--- START ---

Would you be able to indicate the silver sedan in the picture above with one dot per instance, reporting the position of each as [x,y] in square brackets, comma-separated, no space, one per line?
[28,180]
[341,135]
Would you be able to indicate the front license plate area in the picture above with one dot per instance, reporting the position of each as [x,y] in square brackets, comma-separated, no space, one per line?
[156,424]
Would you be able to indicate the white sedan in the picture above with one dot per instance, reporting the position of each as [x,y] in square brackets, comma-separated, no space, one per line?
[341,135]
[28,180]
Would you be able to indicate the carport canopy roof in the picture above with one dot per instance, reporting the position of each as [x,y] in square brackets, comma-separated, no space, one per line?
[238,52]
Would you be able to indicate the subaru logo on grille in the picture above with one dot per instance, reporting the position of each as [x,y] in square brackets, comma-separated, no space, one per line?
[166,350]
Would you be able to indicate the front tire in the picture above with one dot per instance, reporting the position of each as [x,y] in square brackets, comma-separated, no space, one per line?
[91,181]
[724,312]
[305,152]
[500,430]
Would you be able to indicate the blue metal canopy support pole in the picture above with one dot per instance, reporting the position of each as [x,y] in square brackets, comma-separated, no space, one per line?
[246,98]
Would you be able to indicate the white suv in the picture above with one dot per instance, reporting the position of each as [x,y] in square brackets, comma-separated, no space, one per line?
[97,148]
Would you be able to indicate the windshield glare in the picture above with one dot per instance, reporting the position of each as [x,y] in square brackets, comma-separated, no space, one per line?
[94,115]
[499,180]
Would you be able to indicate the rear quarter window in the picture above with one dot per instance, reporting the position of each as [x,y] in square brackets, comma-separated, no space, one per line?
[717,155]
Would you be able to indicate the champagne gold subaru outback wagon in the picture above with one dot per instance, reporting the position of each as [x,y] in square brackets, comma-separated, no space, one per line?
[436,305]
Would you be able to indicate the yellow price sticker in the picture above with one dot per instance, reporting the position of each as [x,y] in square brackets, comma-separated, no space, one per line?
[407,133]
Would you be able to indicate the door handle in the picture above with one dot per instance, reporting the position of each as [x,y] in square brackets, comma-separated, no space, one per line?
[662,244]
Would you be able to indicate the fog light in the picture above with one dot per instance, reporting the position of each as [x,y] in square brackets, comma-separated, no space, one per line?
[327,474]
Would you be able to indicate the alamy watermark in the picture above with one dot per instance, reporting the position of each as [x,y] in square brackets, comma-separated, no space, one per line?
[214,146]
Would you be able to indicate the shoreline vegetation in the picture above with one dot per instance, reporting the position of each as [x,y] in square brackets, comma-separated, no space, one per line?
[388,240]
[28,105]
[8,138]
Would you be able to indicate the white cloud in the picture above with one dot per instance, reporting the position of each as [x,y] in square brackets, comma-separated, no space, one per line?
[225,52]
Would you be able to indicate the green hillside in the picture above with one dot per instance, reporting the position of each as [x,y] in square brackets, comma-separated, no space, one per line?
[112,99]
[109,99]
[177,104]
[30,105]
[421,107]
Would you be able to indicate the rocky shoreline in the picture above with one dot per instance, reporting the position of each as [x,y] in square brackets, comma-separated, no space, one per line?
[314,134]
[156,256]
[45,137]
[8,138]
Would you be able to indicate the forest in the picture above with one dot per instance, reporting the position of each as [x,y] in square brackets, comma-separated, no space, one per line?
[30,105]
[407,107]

--- END ---

### Work order:
Print again the material above, limited to the lines from the one holding "Would you be able to indicate the rocky" through the last, inclusive.

### Exercise answer:
Would you be able to indicate the rocky shoreline in the picture above with one dot per instance, reporting the position of each as [x,y] in square brackets, comma-separated, no space, one per line?
[314,134]
[156,256]
[45,137]
[8,138]
Would you be able to indicate the forest in the picture above with one dot per instance, reporting the position of each as [x,y] in square brackets, comma-separated, no space, one per line?
[30,105]
[407,107]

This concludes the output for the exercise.